→ STORED RECORDS
::::::::
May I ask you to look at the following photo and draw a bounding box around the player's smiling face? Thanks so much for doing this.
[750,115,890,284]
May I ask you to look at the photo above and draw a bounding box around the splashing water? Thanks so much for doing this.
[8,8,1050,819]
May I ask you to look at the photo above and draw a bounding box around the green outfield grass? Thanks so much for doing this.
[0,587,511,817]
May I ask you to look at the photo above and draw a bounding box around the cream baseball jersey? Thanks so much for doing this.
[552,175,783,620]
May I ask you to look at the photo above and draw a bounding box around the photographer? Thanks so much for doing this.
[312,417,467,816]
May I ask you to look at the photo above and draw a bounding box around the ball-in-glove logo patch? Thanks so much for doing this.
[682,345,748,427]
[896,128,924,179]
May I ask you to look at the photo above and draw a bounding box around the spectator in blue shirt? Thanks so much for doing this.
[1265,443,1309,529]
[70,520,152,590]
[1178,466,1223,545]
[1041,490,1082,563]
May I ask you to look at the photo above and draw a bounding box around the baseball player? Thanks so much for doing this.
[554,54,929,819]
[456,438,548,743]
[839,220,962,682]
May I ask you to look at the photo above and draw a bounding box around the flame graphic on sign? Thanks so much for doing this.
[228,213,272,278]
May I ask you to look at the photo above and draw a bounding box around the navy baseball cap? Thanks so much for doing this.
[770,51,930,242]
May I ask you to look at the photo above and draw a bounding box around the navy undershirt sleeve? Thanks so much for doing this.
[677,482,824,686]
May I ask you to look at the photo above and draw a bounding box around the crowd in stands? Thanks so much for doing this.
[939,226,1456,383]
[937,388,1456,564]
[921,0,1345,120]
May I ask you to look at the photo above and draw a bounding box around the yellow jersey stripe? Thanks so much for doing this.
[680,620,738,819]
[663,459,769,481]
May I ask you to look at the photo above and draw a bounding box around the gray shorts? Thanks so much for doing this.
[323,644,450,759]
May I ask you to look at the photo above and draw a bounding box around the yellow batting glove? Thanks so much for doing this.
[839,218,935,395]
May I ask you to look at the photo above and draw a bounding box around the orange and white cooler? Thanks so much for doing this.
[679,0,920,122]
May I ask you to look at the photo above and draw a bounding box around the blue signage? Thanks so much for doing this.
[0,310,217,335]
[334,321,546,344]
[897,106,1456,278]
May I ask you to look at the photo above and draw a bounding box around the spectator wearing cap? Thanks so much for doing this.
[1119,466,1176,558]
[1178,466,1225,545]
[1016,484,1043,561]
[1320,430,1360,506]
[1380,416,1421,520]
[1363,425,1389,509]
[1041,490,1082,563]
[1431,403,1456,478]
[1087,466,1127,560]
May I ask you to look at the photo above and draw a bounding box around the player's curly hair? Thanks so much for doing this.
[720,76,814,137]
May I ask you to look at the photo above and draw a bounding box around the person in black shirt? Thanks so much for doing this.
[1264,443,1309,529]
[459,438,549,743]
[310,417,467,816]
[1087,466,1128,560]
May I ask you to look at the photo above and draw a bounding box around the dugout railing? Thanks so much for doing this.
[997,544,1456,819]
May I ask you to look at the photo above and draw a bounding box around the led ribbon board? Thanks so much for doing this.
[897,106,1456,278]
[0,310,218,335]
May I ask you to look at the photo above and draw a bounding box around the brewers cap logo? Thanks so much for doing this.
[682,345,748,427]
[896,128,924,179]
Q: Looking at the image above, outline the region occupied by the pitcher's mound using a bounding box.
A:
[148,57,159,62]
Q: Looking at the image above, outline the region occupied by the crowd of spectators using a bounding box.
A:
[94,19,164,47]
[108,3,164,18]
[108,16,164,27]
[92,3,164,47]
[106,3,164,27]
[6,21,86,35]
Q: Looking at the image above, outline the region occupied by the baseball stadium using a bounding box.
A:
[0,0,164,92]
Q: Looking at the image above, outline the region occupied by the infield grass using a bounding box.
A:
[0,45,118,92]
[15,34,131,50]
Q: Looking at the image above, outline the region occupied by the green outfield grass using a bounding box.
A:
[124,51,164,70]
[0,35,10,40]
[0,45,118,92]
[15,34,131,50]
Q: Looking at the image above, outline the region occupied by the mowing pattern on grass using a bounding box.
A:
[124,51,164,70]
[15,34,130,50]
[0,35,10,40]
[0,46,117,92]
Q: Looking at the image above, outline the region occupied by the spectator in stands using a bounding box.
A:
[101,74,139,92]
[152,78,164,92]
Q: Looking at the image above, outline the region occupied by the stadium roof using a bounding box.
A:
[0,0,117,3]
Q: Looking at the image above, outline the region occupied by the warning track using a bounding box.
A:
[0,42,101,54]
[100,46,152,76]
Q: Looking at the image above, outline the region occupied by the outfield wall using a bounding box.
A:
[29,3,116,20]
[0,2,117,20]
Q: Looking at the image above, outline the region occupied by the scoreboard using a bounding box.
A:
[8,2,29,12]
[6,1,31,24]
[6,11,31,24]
::::::::
Transcribe all of the data above line for line, exactly as it appears.

May I ask you to look at the following photo and draw a bounding box around the player's smiling face? Thanks so much for doing this.
[750,115,890,284]
May I ask you to look at the photo above and draw a bounding box around the splashing water? Thanks so much for doing this.
[8,8,1050,819]
May I ask you to look at the photo above and draw a bounding box around the green outfield grass? Thanks so much for doing this.
[0,587,511,817]
May I ask you to look at the photo above and draw a bounding box around the cream baseball jersey? Thanks so much for doing this.
[552,175,783,620]
May I ask you to look at the photo above and draw a bounding box around the photographer? Thanks so much for doing this.
[312,417,467,816]
May I ask you to look at the photo above and draw a bounding box around the ball-in-glove logo patch? Thanks so much for doing this.
[682,345,748,427]
[896,128,924,179]
May I ask you to look at the photo above and draw a bounding box around the spectator in blue shirt? Thanks so much for doing this.
[1265,443,1309,529]
[70,520,152,590]
[1178,466,1223,545]
[1041,490,1082,563]
May I ask you to look at the photo above and draw a bounding box around the baseball player? Thanks so much for doing this.
[554,54,929,819]
[456,438,548,743]
[839,220,962,682]
May I ask you to look at the photo above and draw a bounding box around the flame graphic on sign? Thanks so much for doing this.
[228,213,272,278]
May I ask you to look at the photo above and draw a bounding box around the navy baseball cap? Thanks so much for doing this.
[770,51,930,242]
May I ask you to look at the photo above and draw a bounding box around the navy undershirt sleeve? Thanks so much for doing this.
[677,482,824,686]
May I ask you to look at the photo above and draw a bounding box around the crowd in stands? Thanks so much for doing this.
[939,226,1456,383]
[937,388,1456,564]
[921,0,1345,120]
May I ask you to look at the photo above and draw a bounding box around the yellow jersey stripe? Thanks so much for doing this.
[680,620,738,819]
[663,459,769,481]
May I ask you to look at the photo above and draw a bounding box around the gray shorts? Thanks so much for doing this.
[323,644,450,759]
May I ask you to look at the photo above and draw a bounding box around the yellow batting glove? Thanks so much for doing this.
[839,218,935,395]
May I ask you to look at the photo above and draw a bounding box around the orange and white cooler? Thanks so much for doing this.
[679,0,920,122]
May I ask you to look at the photo above and draw a bounding box around the blue signage? Thanks so much for doing this.
[0,310,217,335]
[334,321,546,344]
[897,106,1456,278]
May I ask you to look at the photo above and draw a bounding box around the spectator wearing cap? Thanks so much for doing this.
[1119,466,1176,558]
[1178,466,1225,545]
[1016,484,1043,561]
[1320,430,1360,506]
[1380,416,1421,520]
[1363,425,1389,509]
[1041,490,1082,563]
[1431,403,1456,478]
[1087,466,1127,560]
May I ask you to look at the photo above and draw a bounding box around the player's curly hair? Thanks so much for doing this.
[720,76,814,137]
May I ask you to look at the photo above and draw a bounding box around the person in black shirt? Thanks so much for doing this.
[1264,443,1309,529]
[459,438,549,743]
[310,417,467,816]
[1087,466,1128,560]
May I ask you to look at the photo above and draw a bounding box around the dugout railing? Thanks so much for doing this.
[997,544,1456,819]
May I ask you to look at the photo above and draw a bounding box around the led ribbon board? Thanks so much for doing this.
[897,106,1456,278]
[0,310,218,335]
May I ask you to look at the photo above and draw a bounding box around the brewers cap logo? Thanks so much for doing this.
[682,345,748,427]
[896,128,924,179]
Q: Looking at the image above, outline the region occupied by the pitcher's mound using a bounding box.
A:
[148,57,159,62]
Q: Looking at the image above, outline the region occupied by the crowd of spectators using a bounding box.
A:
[94,19,164,47]
[108,3,164,18]
[108,16,164,27]
[92,3,164,47]
[106,3,164,27]
[6,21,86,35]
Q: Looking at the image above, outline the region occupied by the baseball stadium using a bounding box.
A:
[0,0,164,92]
Q: Looking at the image above, outline the region occupied by the infield grass using a bounding box.
A:
[0,45,118,92]
[15,34,131,50]
Q: Looking at the image above, outline the region occupied by the green outfield grass using a bounding box.
A:
[124,51,164,70]
[0,35,10,40]
[0,45,118,92]
[15,34,131,50]
Q: Looking at the image above, outline the region occupied by the mowing pattern on grass using a bounding box.
A:
[124,51,164,70]
[15,34,130,50]
[0,35,10,40]
[0,46,117,92]
Q: Looking at the image above, outline the region occupied by the spectator in stands using a bounding box.
A:
[101,74,139,92]
[152,78,164,92]
Q: Looking at the image above, outline the region occupied by the stadium roof using a bounding box.
A:
[0,0,117,3]
Q: Looking at the image above, outline the region occupied by the warning track using a bounding box.
A:
[0,42,101,54]
[100,46,152,76]
Q: Looking at the image above, outline the region occupied by the outfield wall using a bounding box.
A:
[29,3,116,20]
[0,2,117,20]
Q: Looking at the image above, outline the region occupied by the scoreboard using a bounding box.
A:
[8,2,29,12]
[6,1,31,24]
[6,11,31,24]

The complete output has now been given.